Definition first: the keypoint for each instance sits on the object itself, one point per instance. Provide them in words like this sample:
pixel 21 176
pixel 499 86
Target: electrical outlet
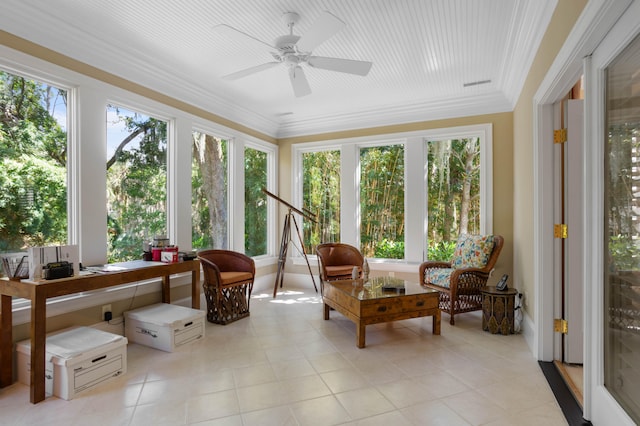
pixel 105 308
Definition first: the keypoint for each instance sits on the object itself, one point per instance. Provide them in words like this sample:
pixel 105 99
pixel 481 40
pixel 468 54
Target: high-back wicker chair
pixel 228 282
pixel 337 260
pixel 459 280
★ ★ ★ ★ ★
**Set exercise**
Reproduce the data from its start through the line containing "pixel 105 308", inclusive, with "electrical outlet" replaced by "wall socket" and nothing else changed. Omit the pictures from your output.

**Solution below**
Definition first: the keypoint for each instance sits on the object itself, one point per instance. Provide them in words like this sample:
pixel 21 176
pixel 499 86
Target: wall socket
pixel 105 308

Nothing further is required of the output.